-- START OF DATA SECTION --

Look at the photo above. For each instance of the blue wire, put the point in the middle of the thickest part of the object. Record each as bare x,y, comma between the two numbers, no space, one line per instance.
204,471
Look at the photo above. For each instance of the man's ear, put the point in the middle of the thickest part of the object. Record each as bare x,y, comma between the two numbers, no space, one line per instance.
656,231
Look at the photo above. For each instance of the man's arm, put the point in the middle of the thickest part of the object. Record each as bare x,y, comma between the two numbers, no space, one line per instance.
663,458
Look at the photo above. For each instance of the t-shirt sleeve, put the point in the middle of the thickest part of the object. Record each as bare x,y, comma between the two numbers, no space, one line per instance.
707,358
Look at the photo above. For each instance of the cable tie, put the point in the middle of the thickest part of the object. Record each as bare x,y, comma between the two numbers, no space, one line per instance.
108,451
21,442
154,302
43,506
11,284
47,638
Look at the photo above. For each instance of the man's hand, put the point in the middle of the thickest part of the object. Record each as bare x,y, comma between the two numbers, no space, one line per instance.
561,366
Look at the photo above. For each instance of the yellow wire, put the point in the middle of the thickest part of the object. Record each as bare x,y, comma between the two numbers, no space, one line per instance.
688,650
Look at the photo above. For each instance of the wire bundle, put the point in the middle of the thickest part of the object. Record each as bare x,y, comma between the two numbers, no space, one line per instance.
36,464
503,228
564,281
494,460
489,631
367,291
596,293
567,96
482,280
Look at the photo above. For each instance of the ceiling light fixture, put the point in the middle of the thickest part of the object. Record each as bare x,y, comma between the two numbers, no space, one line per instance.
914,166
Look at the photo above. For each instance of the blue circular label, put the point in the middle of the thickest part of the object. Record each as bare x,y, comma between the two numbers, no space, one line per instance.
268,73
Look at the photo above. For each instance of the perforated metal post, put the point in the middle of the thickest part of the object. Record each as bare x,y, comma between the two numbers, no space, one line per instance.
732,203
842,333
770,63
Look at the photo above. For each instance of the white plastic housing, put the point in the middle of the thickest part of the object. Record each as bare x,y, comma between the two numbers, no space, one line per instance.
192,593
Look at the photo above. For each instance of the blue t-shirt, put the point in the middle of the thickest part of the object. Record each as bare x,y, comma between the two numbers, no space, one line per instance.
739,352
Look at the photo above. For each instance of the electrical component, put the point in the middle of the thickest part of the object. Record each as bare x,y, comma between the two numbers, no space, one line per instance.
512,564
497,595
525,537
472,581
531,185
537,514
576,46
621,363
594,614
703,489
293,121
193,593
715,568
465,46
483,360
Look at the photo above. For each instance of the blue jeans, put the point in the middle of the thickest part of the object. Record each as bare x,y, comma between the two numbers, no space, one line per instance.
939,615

-- END OF DATA SECTION --

**PROBLEM DETAILS**
Quote, word for word, every line starting at the one that contains "blue t-shirt, put" and ending with the final line of the entries.

**PROBLEM SOLUTION**
Look at the photo above. For each instance of the blue t-shirt, put the point in the middle of the thickest part of the object. Record each as bare x,y, comma between the two numbers, no space, one line per instance.
739,352
Look at the photo above. For each instance of the electrical component, put the point in the middle of the thickest part of the object. Record each as bare x,y, comma between the two numbers, no space, one line per instance.
512,564
497,595
525,537
472,581
531,185
537,514
576,46
621,363
594,614
703,489
293,121
193,593
715,568
465,46
483,360
Look at the photo above. For each instance of the blue jeans, put the point in the middle of the thickest part of the object. Record each as bare x,y, comma between the two numbers, no space, one line per instance.
939,615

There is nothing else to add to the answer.